*Instructions for the task:* Please present the listing as a Markdown table with the columns "Row" and "Line", starting at the line that contains "A single point falls on each instance of the yellow" and ending at the end of the listing, and leave out any blank lines.

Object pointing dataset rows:

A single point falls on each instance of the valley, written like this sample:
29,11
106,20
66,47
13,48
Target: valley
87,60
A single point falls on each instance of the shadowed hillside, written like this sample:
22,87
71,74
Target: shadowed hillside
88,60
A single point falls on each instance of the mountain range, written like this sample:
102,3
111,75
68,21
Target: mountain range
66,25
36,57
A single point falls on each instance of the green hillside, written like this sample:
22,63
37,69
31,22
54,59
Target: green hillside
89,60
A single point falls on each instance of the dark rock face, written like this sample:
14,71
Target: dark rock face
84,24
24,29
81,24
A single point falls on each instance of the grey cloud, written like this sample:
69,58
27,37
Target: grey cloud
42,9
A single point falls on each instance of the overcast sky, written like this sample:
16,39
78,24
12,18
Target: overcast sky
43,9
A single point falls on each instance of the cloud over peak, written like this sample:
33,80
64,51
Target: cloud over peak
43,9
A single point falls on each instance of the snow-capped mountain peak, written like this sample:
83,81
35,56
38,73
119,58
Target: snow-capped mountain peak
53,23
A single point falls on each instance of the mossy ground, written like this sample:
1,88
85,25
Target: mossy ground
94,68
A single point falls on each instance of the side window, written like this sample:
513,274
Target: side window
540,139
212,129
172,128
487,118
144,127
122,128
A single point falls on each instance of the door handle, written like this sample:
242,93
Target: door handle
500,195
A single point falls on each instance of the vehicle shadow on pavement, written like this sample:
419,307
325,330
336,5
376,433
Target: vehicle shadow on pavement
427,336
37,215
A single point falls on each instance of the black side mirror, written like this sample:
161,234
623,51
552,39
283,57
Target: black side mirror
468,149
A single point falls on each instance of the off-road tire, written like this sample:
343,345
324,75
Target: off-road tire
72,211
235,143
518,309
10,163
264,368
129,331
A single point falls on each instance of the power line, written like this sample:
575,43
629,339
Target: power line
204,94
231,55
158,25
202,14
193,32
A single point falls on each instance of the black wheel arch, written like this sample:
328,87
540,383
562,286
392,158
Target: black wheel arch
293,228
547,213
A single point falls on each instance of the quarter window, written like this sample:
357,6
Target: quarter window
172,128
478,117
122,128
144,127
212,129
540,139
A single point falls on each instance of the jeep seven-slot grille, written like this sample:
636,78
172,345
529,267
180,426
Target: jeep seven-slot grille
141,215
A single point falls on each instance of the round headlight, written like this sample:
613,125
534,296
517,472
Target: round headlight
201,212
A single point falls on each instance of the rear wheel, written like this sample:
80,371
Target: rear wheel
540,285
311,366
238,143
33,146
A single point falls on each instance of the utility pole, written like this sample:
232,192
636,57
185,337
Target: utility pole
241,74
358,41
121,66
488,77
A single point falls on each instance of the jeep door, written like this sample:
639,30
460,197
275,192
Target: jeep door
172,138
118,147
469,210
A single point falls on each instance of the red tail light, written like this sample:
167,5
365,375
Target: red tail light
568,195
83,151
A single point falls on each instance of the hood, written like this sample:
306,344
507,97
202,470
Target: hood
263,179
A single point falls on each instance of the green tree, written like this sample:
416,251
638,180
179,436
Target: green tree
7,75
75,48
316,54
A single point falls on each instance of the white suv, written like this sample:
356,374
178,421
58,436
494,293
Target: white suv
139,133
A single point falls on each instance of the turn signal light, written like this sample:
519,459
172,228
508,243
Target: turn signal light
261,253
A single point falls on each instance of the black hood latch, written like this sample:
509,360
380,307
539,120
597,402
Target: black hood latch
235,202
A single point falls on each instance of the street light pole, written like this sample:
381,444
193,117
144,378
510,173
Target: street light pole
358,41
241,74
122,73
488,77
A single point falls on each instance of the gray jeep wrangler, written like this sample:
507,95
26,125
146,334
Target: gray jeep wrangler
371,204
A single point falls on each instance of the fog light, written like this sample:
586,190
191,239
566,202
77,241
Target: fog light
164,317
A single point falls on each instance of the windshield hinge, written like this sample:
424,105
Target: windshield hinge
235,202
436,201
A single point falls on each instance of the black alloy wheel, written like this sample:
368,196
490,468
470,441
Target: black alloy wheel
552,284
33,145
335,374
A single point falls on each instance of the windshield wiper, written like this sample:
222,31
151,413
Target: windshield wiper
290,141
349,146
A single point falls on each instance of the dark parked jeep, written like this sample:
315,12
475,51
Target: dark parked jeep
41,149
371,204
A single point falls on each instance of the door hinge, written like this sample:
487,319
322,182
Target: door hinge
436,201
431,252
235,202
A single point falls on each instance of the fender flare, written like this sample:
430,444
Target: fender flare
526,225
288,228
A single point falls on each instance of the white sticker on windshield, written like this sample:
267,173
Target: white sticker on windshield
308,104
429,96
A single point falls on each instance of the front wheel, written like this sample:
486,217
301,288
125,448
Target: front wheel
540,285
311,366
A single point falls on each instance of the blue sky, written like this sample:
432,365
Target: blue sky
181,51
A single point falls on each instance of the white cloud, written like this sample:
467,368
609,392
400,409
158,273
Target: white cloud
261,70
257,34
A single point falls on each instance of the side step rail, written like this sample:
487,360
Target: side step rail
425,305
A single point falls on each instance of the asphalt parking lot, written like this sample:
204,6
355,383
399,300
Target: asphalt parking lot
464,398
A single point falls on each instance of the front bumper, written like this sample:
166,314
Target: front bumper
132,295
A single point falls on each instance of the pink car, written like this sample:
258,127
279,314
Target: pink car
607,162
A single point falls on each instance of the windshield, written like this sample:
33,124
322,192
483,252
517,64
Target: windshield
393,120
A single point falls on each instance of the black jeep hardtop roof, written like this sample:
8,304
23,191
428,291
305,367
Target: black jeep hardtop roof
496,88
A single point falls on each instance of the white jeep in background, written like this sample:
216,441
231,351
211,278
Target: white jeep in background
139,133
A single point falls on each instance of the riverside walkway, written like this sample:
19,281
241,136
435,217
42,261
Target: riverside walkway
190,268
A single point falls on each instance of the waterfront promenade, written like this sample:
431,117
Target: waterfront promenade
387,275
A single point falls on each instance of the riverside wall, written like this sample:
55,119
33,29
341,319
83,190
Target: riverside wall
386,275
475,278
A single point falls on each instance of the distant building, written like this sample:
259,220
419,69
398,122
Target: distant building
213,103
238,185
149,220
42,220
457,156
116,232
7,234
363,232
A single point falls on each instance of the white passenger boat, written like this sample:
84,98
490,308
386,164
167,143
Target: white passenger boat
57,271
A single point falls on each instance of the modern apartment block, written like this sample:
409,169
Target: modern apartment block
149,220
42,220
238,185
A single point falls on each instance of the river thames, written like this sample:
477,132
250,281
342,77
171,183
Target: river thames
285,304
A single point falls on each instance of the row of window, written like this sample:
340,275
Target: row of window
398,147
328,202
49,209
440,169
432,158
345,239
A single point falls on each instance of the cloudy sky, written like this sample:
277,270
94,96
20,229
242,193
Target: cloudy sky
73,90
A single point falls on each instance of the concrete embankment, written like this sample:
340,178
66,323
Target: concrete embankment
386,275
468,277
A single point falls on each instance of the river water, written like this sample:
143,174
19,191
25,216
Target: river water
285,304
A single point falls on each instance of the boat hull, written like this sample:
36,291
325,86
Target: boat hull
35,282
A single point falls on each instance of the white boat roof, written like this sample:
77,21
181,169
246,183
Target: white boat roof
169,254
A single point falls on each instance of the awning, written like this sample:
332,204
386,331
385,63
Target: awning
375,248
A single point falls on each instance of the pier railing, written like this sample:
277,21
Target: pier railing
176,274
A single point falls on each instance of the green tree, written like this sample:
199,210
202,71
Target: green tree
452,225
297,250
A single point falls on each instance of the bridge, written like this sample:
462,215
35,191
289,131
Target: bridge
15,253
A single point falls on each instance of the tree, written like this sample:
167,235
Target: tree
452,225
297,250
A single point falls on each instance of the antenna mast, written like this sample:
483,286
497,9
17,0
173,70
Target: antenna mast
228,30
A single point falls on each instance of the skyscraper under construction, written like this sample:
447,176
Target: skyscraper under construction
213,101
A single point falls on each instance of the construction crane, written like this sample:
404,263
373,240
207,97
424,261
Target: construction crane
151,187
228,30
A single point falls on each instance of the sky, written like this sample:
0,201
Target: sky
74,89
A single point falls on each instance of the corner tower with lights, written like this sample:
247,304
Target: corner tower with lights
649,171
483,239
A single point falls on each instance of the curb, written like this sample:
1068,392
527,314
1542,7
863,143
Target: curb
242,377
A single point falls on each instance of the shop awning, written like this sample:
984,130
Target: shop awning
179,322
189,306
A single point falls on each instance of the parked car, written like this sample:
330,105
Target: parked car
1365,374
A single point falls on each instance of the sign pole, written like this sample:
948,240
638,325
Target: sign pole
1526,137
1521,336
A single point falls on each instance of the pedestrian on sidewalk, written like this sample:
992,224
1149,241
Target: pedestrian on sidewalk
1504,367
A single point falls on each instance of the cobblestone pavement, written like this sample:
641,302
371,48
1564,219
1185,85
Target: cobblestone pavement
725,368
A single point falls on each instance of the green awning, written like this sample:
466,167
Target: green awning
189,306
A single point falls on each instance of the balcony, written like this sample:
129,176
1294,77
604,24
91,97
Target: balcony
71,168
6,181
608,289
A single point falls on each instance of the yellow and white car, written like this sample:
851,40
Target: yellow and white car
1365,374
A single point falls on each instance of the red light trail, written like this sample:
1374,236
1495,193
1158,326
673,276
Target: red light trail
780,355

*Response:*
| Row | Line |
|---|---|
| 1 | A single point falls on each instance of the yellow and white car, written like this sample: |
| 2 | 851,40 |
| 3 | Target: yellow and white car |
| 4 | 1365,374 |
| 5 | A single point falls on each instance of the red light trail, written like this sample: |
| 6 | 1374,236 |
| 7 | 1495,193 |
| 8 | 1158,326 |
| 9 | 673,276 |
| 10 | Target: red light trail |
| 11 | 780,355 |